GIVEN TEXT:
Hi Roger,

I'm actually finding a separate issue which is that my procs
mysteriously start dying if I leave them up for too long... It's quite
weird, no errors, nothing in the log to suggest they have exited,
however after 20-30 minutes of load, I start getting these:

2009/04/15 09:34:15 [error] 18840#0: *127695 upstream timed out (110:
Connection timed out) while reading response header from upstream,
client: 174.129.xxx.xxx, server: xxxxxxxx, request: "GET /xxxxxxxxxx
HTTP/1.0", upstream: "fastcgi://127.0.0.1:8080", host: "xxx.com"

Do you have any idea why this is?  Everything works fine, supervisord
doesn't report any issues, nor is there anything in the stderr or
stdout logs, and all of the sudden, I'm getting thousands of 504
errors (get about 5 req/sec).

This one is really killing me.   I hate having a cron job run:
supervisorctl restart all every 15 minutes, and that also adds some
504s to the mix :(

Best,
Jacob

Thanks!
Jacob




On Wed, Apr 15, 2009 at 10:51 PM, Roger Hoover <[email protected]> wrote:
> Hi Jacob,
>
> If you use supervisorctl to restart just the gate processes (and not a full
> shutdown of supervisrod), requests should not get dropped during the
> restart.  The reason is that the fastcgi socket will still be open.  There
> will be no processes accepting connections on it temporarily but the
> connection requests will queue up in the OS until restart is successful and
> the new gate processes are accepting connections again.
>
> The only potential issue I see is if the restart takes too long and either
> the inbound connection queue buffer limit is reached or nginx mod_fastcgi
> times out the request for taking too long.
>
> If stopping and starting all the gate processes in one command takes to
> long, you can restart them one by one with supervisorctl.

TASKS TO PERFORM:
a) Rewrite the email thread from "I'm actually finding" up to and including "about 5 req/sec).", replacing "procs" with "processes".
b) In the email thread, how often does the cron job run supervisorctl restart all?
c) Decide whether each statement agrees with the email thread. Answer yes or no, and quote the words that decide it.
(i) The errors begin after 20-30 minutes of load.
(ii) Supervisord reports issues when the errors start.
(iii) When only the gate processes are restarted with supervisorctl, the fastcgi socket stays open.
The material has no part in this exercise.

Items from a dataset

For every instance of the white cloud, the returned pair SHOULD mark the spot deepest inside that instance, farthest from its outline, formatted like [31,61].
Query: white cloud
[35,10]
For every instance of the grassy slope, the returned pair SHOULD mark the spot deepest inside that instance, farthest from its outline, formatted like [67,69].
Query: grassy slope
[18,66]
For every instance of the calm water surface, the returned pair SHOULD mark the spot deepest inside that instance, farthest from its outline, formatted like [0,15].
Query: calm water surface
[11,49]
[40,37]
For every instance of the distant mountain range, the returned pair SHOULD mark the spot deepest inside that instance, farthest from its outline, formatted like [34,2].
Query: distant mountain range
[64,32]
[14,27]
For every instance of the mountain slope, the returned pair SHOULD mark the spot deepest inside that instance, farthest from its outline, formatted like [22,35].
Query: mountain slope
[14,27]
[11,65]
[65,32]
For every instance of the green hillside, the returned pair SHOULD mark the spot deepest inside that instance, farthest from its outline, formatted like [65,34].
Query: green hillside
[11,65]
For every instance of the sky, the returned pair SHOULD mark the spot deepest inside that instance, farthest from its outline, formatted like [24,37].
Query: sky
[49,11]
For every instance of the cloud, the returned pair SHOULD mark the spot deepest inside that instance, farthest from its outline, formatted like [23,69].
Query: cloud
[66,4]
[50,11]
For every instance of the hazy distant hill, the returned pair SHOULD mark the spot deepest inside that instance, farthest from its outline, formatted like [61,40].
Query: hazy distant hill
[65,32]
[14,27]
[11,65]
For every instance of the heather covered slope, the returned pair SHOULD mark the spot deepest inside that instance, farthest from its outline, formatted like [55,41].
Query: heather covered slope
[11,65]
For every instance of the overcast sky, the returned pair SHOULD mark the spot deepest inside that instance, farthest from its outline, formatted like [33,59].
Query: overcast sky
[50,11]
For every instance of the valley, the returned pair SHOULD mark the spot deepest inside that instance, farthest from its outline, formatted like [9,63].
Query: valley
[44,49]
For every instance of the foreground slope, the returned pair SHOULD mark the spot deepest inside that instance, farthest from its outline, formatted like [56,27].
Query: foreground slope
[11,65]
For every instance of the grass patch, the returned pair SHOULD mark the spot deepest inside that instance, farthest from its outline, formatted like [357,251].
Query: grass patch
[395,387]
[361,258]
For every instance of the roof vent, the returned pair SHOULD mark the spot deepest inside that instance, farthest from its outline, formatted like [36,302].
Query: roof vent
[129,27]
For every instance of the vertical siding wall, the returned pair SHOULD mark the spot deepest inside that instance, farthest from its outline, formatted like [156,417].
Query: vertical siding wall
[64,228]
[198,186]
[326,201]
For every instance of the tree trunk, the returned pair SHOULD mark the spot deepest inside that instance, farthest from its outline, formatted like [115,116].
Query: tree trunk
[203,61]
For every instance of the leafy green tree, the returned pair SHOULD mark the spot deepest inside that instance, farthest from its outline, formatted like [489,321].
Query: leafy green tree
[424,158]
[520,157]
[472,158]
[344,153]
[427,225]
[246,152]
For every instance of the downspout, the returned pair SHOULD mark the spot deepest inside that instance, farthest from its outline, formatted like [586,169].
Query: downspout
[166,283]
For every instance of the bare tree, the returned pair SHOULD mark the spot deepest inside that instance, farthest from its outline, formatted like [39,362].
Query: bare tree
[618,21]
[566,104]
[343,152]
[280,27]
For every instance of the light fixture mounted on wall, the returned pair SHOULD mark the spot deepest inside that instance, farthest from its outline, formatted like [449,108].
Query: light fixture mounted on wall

TASK ANSWERS:
a)
I'm actually finding a separate issue which is that my processes
mysteriously start dying if I leave them up for too long... It's quite
weird, no errors, nothing in the log to suggest they have exited,
however after 20-30 minutes of load, I start getting these:

2009/04/15 09:34:15 [error] 18840#0: *127695 upstream timed out (110:
Connection timed out) while reading response header from upstream,
client: 174.129.xxx.xxx, server: xxxxxxxx, request: "GET /xxxxxxxxxx
HTTP/1.0", upstream: "fastcgi://127.0.0.1:8080", host: "xxx.com"

Do you have any idea why this is?  Everything works fine, supervisord
doesn't report any issues, nor is there anything in the stderr or
stdout logs, and all of the sudden, I'm getting thousands of 504
errors (get about 5 req/sec).

b) Every 15 minutes.

c)
(i) Yes: "however after 20-30 minutes of load, I start getting these"
(ii) No: "supervisord doesn't report any issues"
(iii) Yes: "The reason is that the fastcgi socket will still be open."